(Exercise data Opens)
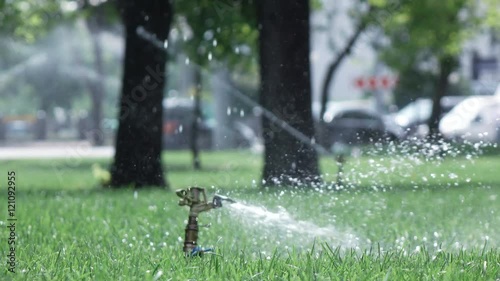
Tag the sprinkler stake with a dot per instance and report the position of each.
(196, 199)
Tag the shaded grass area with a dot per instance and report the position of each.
(407, 224)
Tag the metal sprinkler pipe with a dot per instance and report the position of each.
(196, 199)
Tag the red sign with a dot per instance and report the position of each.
(376, 82)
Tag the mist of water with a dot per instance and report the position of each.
(282, 227)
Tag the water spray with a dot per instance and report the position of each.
(196, 199)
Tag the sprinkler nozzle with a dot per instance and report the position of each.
(217, 201)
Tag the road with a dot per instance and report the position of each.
(68, 150)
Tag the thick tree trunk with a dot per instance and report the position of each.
(286, 91)
(137, 159)
(446, 66)
(196, 120)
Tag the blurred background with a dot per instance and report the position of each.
(61, 71)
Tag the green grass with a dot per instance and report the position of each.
(408, 219)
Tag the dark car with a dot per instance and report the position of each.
(358, 127)
(178, 119)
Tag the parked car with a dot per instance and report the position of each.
(414, 117)
(357, 126)
(474, 119)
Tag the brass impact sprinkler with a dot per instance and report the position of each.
(196, 199)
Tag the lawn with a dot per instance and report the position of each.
(398, 217)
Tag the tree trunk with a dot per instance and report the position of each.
(137, 159)
(446, 66)
(286, 91)
(196, 120)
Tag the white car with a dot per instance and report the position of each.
(475, 119)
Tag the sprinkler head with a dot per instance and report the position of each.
(217, 201)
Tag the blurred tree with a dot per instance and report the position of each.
(220, 31)
(137, 160)
(286, 91)
(428, 35)
(97, 18)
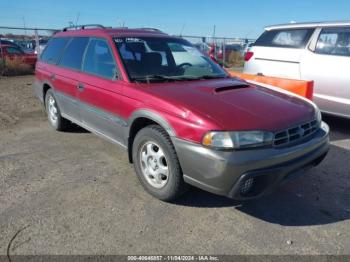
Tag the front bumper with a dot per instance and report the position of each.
(226, 172)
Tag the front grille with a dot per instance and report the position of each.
(294, 134)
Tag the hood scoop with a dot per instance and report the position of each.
(230, 87)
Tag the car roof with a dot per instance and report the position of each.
(308, 25)
(113, 32)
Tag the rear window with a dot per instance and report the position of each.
(289, 38)
(73, 54)
(53, 50)
(334, 41)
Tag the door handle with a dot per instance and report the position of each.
(80, 87)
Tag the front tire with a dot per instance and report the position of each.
(156, 164)
(54, 114)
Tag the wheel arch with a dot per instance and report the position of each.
(139, 120)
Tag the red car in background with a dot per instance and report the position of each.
(12, 52)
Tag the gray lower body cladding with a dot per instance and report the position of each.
(225, 172)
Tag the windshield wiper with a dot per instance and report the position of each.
(213, 76)
(150, 78)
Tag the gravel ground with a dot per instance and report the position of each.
(74, 193)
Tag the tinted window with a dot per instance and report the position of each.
(165, 59)
(334, 41)
(53, 50)
(14, 51)
(99, 59)
(73, 54)
(291, 38)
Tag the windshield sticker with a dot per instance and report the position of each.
(192, 50)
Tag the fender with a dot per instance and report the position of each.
(146, 113)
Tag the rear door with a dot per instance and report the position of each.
(67, 77)
(278, 52)
(328, 64)
(100, 91)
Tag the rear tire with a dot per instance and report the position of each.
(156, 164)
(54, 114)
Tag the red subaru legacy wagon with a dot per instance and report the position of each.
(181, 118)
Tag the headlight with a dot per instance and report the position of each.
(318, 115)
(237, 140)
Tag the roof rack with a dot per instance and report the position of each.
(77, 27)
(149, 29)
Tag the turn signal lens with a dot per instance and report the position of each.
(248, 56)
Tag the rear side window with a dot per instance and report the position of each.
(14, 51)
(53, 50)
(334, 41)
(99, 59)
(289, 38)
(73, 54)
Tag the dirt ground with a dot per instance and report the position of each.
(73, 193)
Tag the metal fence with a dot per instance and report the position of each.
(30, 40)
(227, 51)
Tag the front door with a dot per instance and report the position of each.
(100, 92)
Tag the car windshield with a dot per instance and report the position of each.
(148, 59)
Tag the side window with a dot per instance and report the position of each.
(290, 38)
(334, 41)
(53, 50)
(13, 51)
(73, 54)
(99, 59)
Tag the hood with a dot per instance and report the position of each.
(233, 104)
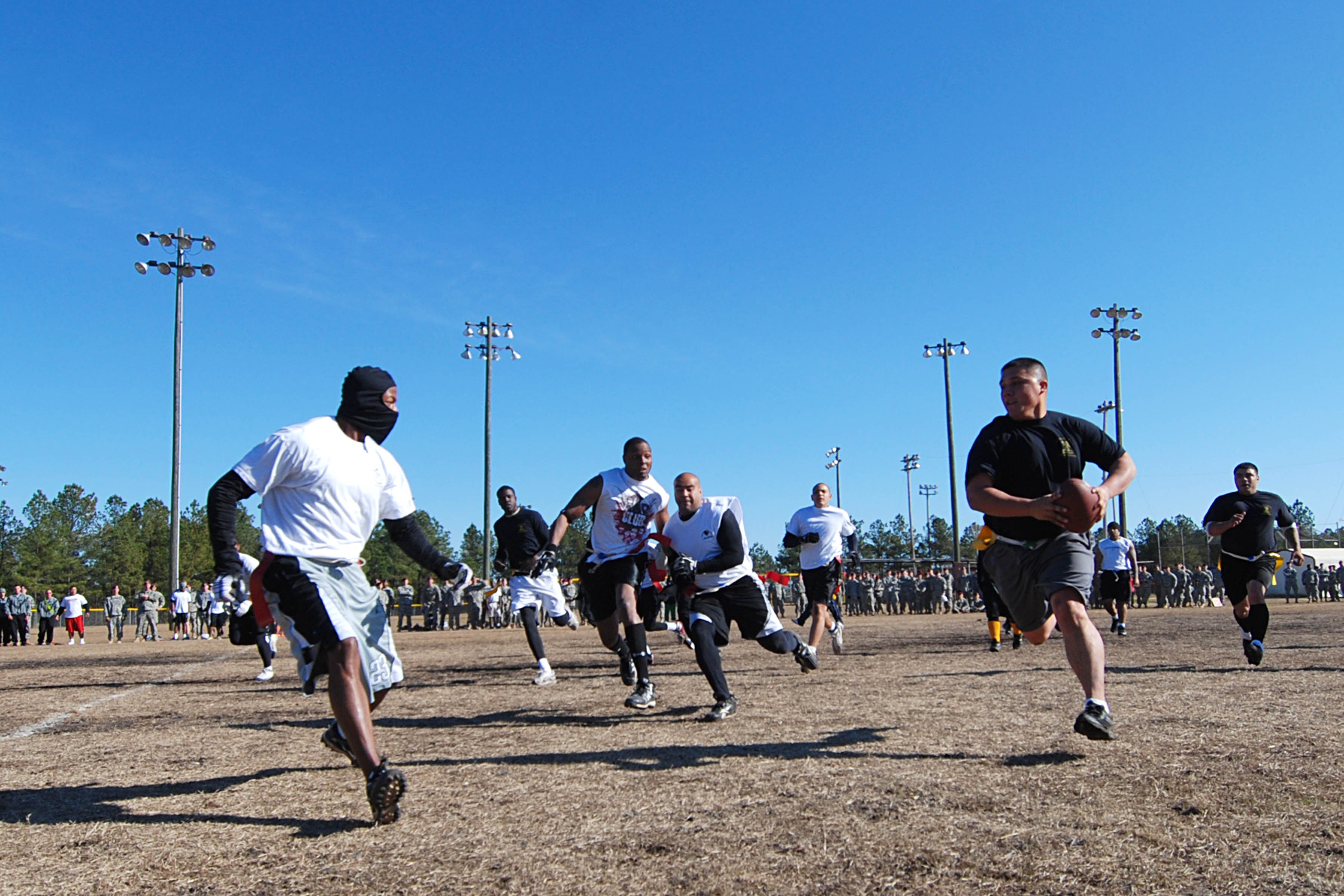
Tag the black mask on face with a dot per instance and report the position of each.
(362, 402)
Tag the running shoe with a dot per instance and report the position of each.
(386, 788)
(1095, 723)
(645, 696)
(722, 710)
(807, 657)
(333, 741)
(1254, 652)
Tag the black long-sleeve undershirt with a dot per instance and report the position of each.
(222, 522)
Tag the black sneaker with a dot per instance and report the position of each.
(722, 710)
(1254, 652)
(334, 742)
(385, 790)
(1095, 723)
(645, 696)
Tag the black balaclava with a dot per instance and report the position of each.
(362, 402)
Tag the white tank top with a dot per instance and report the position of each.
(624, 514)
(698, 539)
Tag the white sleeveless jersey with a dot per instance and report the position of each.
(624, 514)
(1115, 554)
(698, 539)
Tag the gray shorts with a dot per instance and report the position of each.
(1027, 578)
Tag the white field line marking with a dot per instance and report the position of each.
(52, 722)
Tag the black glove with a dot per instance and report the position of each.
(683, 572)
(545, 563)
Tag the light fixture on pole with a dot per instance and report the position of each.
(945, 350)
(928, 491)
(911, 463)
(1116, 314)
(835, 465)
(185, 271)
(490, 352)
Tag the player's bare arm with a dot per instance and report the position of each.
(578, 505)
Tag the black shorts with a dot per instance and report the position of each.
(1238, 574)
(1115, 586)
(603, 584)
(302, 602)
(743, 602)
(820, 585)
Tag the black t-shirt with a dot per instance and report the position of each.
(1033, 458)
(1256, 534)
(521, 538)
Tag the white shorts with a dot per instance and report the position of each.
(544, 592)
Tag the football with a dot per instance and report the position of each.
(1077, 498)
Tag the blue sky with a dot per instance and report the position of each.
(728, 229)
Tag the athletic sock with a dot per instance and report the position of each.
(707, 657)
(779, 641)
(1259, 620)
(534, 635)
(639, 649)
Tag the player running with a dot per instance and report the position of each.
(627, 501)
(522, 535)
(822, 532)
(1117, 561)
(1043, 573)
(1245, 520)
(712, 572)
(326, 484)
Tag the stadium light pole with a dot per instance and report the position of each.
(835, 465)
(945, 350)
(490, 352)
(911, 463)
(185, 269)
(928, 492)
(1116, 314)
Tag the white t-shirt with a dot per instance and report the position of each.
(1115, 554)
(624, 515)
(323, 494)
(833, 525)
(698, 539)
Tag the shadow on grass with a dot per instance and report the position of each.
(1054, 758)
(835, 746)
(74, 804)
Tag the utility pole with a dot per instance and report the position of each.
(945, 350)
(490, 352)
(1116, 314)
(911, 463)
(185, 269)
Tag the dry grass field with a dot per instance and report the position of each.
(917, 763)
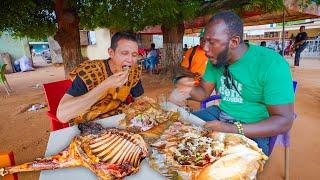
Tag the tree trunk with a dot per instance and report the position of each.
(68, 35)
(172, 44)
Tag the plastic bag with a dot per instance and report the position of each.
(25, 64)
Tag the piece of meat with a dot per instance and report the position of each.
(112, 153)
(90, 128)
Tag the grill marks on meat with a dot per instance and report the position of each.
(112, 153)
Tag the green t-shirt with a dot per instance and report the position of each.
(261, 76)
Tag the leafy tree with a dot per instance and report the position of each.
(63, 18)
(135, 15)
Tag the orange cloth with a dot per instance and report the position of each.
(7, 159)
(199, 60)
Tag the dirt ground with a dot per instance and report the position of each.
(26, 133)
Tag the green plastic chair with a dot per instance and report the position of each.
(3, 79)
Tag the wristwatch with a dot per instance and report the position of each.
(239, 127)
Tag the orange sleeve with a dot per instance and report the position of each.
(7, 159)
(185, 61)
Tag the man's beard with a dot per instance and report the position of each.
(222, 58)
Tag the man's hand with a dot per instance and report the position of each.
(116, 80)
(219, 126)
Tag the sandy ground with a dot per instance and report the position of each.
(26, 133)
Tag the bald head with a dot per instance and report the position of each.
(Exercise data Closes)
What you are asked to do: When you repeat the data, keep every line exact and drop the images.

Reply:
Tag the sprinkler stake with a dot per instance and report the position of each.
(196, 199)
Tag the shaded grass area with a dot per instance and report the position of each.
(407, 224)
Tag the metal sprinkler pipe with a dot per instance and report the position of each.
(196, 199)
Tag the red sign with a dot per instance and report the position of each.
(376, 82)
Tag the mist of water with a dot per instance and report the position of each.
(282, 227)
Tag the water spray with a dot per instance and report the position of each.
(196, 199)
Tag the sprinkler nozzle with a dot per instance and report the position of each.
(217, 201)
Tag the road with a dot per instance and report the position of each.
(68, 150)
Tag the thick tree trunk with a dot per instance and report the position of each.
(286, 91)
(137, 159)
(446, 66)
(196, 120)
Tag the blurred background with a dot per instance and report the position of each.
(61, 71)
Tag the green grass with a dot per instance and report the position of each.
(408, 219)
Tag the dark car with a dot per instance and report the position of each.
(358, 127)
(178, 119)
Tag the parked car with a dot per instance and report the position of each.
(414, 117)
(357, 126)
(474, 119)
Tag the brass impact sprinkler with a dot per instance and report the position of each.
(196, 199)
Tag the lawn with a dot per instance and report the position of each.
(398, 217)
Tag the tree trunk with a dot per instance and report the position of each.
(137, 159)
(446, 66)
(286, 91)
(196, 120)
Tag the white car with a dot per instance and report the position of each.
(475, 119)
Tag the sprinkler head with a dot per instance and report the position of each.
(217, 201)
Tag the blurred tree with a dot per instance and report the position of each.
(220, 31)
(137, 160)
(286, 91)
(428, 35)
(97, 18)
Tag the front bumper with a dot per instance and report the position of each.
(226, 172)
Tag the front grille with a dot per instance and report the position of each.
(294, 134)
Tag the hood scoop with a dot per instance and report the position of each.
(230, 87)
Tag the car roof with a dot per instance and report the position of each.
(308, 25)
(113, 32)
Tag the rear window with a dot per instance and report the position of each.
(289, 38)
(73, 54)
(53, 50)
(334, 41)
Tag the door handle with a dot per instance and report the position of each.
(80, 87)
Tag the front tire with a dot per instance and report the position of each.
(156, 164)
(54, 114)
Tag the wheel arch with a dot per instance and report the position of each.
(139, 120)
Tag the red car in background with a dot per instance and report the position of each.
(12, 52)
Tag the gray lower body cladding with a dot per instance and report the position of each.
(225, 172)
Tag the windshield wiper with a dot per instance and report the position of each.
(213, 76)
(150, 78)
Tag the gravel ground with a dot per instance and report the position of each.
(74, 193)
Tag the tinted window with a dot per instance and report the position of each.
(165, 59)
(334, 41)
(53, 50)
(14, 51)
(99, 59)
(73, 54)
(291, 38)
Tag the windshield sticker with a dot per instance and report the position of each.
(192, 50)
Tag the fender with a dot per instance and report the position of each.
(146, 113)
Tag the rear door with a dot per instance and report the position of each.
(67, 77)
(278, 52)
(328, 64)
(100, 91)
Tag the rear tire with a dot per instance and report the position of each.
(156, 164)
(54, 114)
Tag the red subaru legacy wagon with a dot per instance and report the position of each.
(181, 118)
Tag the headlight with a dot per instance and report the position of each.
(318, 115)
(237, 140)
Tag the roof rack with a dot per instance and report the position of each.
(77, 27)
(149, 29)
Tag the turn signal lens with a dot per instance and report the position of each.
(248, 56)
Tag the rear side window with a dot per instance and report the position of each.
(14, 51)
(53, 50)
(334, 41)
(99, 59)
(289, 38)
(73, 54)
Tag the dirt ground with a dot per instance and report the position of each.
(73, 193)
Tag the metal fence with a dot per instance and report the position of each.
(30, 40)
(227, 51)
Tag the front door with a dot per instance and report the position of each.
(100, 92)
Tag the car windshield with a dot per instance and report the position of each.
(148, 59)
Tag the side window with a dot per instance and report the position of each.
(290, 38)
(334, 41)
(53, 50)
(13, 51)
(73, 54)
(99, 59)
Tag the hood with a dot per instance and report the position of each.
(233, 104)
Tag the black mask on face with a dot per instance and report the position of each.
(362, 402)
Tag the running shoe with a dot per instance and report the position of each.
(386, 788)
(1095, 723)
(645, 696)
(722, 710)
(807, 657)
(333, 741)
(1254, 652)
Tag the black long-sleeve undershirt with a dot per instance and report the position of each.
(222, 522)
Tag the black sneaker with a dot per instance and report the position of each.
(722, 710)
(1254, 652)
(334, 742)
(385, 790)
(1095, 723)
(645, 696)
Tag the black balaclava with a dot per instance and report the position of each.
(362, 402)
Tag the white tank top with a dot per instance and report the position of each.
(624, 514)
(698, 539)
Tag the white sleeveless jersey with a dot per instance and report the position of each.
(624, 514)
(1115, 554)
(698, 539)
Tag the gray shorts with a dot per instance and report the position of each.
(1027, 578)
Tag the white field line marking with a dot per instance and report the position of each.
(52, 722)
Tag the black glove with a dot per instance and report the position of each.
(683, 572)
(545, 563)
Tag the light fixture on pole with a dot per instance and report the position of each.
(945, 350)
(928, 491)
(911, 463)
(1116, 314)
(835, 465)
(185, 271)
(490, 352)
Tag the player's bare arm with a dot per instance and report the position of each.
(578, 505)
Tag the black shorts with a dot per instance and report the position of each.
(1238, 574)
(1115, 586)
(603, 584)
(302, 602)
(743, 602)
(820, 585)
Tag the black t-shirt with a dot per instance and report the position of each.
(1033, 458)
(1256, 534)
(521, 538)
Tag the white shorts with a dot per instance and report the position of each.
(544, 592)
Tag the football with a dot per instance and report the position of each.
(1077, 498)
Tag the blue sky with a dot per instance and report the position of each.
(728, 229)
Tag the athletic sock with a dot per instance and report the position of each.
(707, 657)
(779, 641)
(1259, 620)
(534, 635)
(639, 649)
Tag the player running with a dot per instance and report the position of each.
(627, 501)
(522, 535)
(822, 532)
(1117, 561)
(1043, 573)
(1245, 520)
(712, 572)
(326, 484)
Tag the stadium light pole with a dot per instance and report the position of each.
(835, 465)
(945, 350)
(490, 352)
(911, 463)
(185, 269)
(928, 492)
(1116, 314)
Tag the white t-shirt with a dot per instance and report the position of each.
(1115, 554)
(624, 515)
(323, 494)
(833, 525)
(698, 539)
Tag the shadow on grass with a dot per instance and report the position of each.
(1054, 758)
(835, 746)
(74, 804)
Tag the utility pole with a dot per instance and report the position of each.
(945, 350)
(490, 352)
(1116, 314)
(911, 463)
(185, 269)
Tag the dry grass field with a dot per instance and report the position of each.
(917, 763)
Tag the tree trunk with a dot per instance and report the position of each.
(68, 35)
(172, 44)
Tag the plastic bag with a dot per instance and report the position of each.
(25, 64)
Tag the piece of meat with a dot per instance and report the position of each.
(112, 153)
(90, 128)
Tag the grill marks on meat with a dot per instance and report the position of each.
(112, 153)
Tag the green t-shirt with a dot per instance and report the position of each.
(261, 76)
Tag the leafy tree with a dot per instance and report the position of each.
(63, 18)
(135, 15)
Tag the orange cloth with a dot per instance and report the position of each.
(7, 159)
(199, 60)
Tag the dirt ground with a dot per instance and report the position of each.
(26, 133)
Tag the green plastic chair with a dot per instance and report the position of each.
(3, 79)
Tag the wristwatch with a dot per instance and report the position of each.
(239, 127)
Tag the orange sleeve with a dot per instance and report the position of each.
(7, 159)
(185, 61)
Tag the man's beard with a dot per instance and report the position of each.
(222, 58)
Tag the man's hand with a dot per instance and report the position of each.
(116, 80)
(219, 126)
Tag the sandy ground with a dot per instance and report the position of each.
(26, 133)
Tag the bald head with a dot per instance and report the position of each.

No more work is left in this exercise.